Content starts
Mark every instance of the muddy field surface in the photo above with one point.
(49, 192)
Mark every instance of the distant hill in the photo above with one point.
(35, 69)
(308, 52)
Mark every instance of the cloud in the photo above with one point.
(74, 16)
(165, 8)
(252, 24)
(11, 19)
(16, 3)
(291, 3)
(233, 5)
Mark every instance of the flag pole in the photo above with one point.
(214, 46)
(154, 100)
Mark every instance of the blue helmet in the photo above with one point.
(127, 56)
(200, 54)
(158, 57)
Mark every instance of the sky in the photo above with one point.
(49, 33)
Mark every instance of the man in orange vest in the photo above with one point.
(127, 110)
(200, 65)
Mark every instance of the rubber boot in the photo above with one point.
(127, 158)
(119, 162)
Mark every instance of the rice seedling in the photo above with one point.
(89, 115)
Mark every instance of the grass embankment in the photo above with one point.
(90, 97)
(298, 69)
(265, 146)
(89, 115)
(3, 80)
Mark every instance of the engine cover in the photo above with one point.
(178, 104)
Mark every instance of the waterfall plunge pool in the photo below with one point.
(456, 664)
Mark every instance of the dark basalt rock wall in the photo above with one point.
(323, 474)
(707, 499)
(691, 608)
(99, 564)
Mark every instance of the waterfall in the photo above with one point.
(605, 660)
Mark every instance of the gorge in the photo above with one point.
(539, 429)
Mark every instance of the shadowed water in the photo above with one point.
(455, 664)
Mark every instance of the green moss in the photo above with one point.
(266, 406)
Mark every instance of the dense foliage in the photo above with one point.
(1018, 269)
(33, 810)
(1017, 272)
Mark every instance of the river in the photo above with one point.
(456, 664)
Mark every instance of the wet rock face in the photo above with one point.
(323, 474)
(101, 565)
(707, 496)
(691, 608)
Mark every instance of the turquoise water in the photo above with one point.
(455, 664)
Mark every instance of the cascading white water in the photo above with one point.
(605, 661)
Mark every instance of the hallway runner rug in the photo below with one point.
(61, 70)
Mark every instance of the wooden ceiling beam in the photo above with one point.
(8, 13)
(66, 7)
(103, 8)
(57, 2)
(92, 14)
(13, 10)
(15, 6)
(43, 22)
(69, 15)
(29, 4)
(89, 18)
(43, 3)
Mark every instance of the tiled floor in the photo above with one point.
Content ends
▶ [Task to carry out] Repeat the material above in full, exactly as it stands.

▶ [Solution to the exercise]
Mark every instance of the muddy field surface in the photo above with one point.
(49, 192)
Mark every instance of the distant hill in the photo above with one point.
(35, 69)
(308, 52)
Mark every instance of the cloud in the photo above with one point.
(74, 16)
(165, 8)
(252, 24)
(11, 19)
(16, 3)
(291, 3)
(233, 5)
Mark every instance of the flag pole in the photo above with one point.
(214, 46)
(154, 100)
Mark every instance of the blue helmet in the photo above with one point.
(127, 56)
(200, 54)
(158, 57)
Mark every instance of the sky in the photo above with one point.
(49, 33)
Mark every instance of the man in orange vest in the photo above with one point.
(127, 110)
(200, 65)
Mark every instance of the rubber boot in the photo above with one point.
(127, 158)
(119, 162)
Mark every instance of the rice seedling in the photo above with one point.
(89, 115)
Mark every instance of the grass embankment in the photo above with one point.
(90, 97)
(298, 69)
(265, 146)
(89, 115)
(3, 80)
Mark every instance of the engine cover in the photo above with one point.
(178, 104)
Mark every instance of the waterfall plunge pool in the photo below with one point.
(456, 664)
Mark every instance of the dark basalt rock wall in the photo above with one point.
(323, 474)
(707, 499)
(691, 608)
(99, 564)
Mark every instance of the waterfall in the photo above with one point.
(605, 660)
Mark every instance of the gorge in the photo above with one point.
(539, 429)
Mark every instance of the shadowed water in the photo above with one point.
(455, 664)
Mark every instance of the green moss in the photo above with one point.
(266, 406)
Mark every instance of the dense foliage in the photo above with one point.
(1018, 269)
(33, 810)
(1017, 272)
Mark every instance of the river in the photo above with one point.
(456, 664)
Mark every instance of the wet rock face in the photo above with one point.
(323, 474)
(101, 565)
(707, 496)
(691, 608)
Mark every instance of the turquoise water in the photo above with one point.
(455, 664)
Mark every instance of the cascading white water in the photo above with one point.
(605, 661)
Mark every instance of the hallway runner rug in the photo below with one point.
(61, 70)
Mark every instance of the wooden ceiling beam in the photo above with one point.
(8, 13)
(66, 7)
(103, 8)
(57, 2)
(92, 14)
(13, 10)
(15, 6)
(43, 22)
(69, 15)
(29, 4)
(89, 18)
(43, 3)
Mark every instance of the tiled floor in the photo above with one point.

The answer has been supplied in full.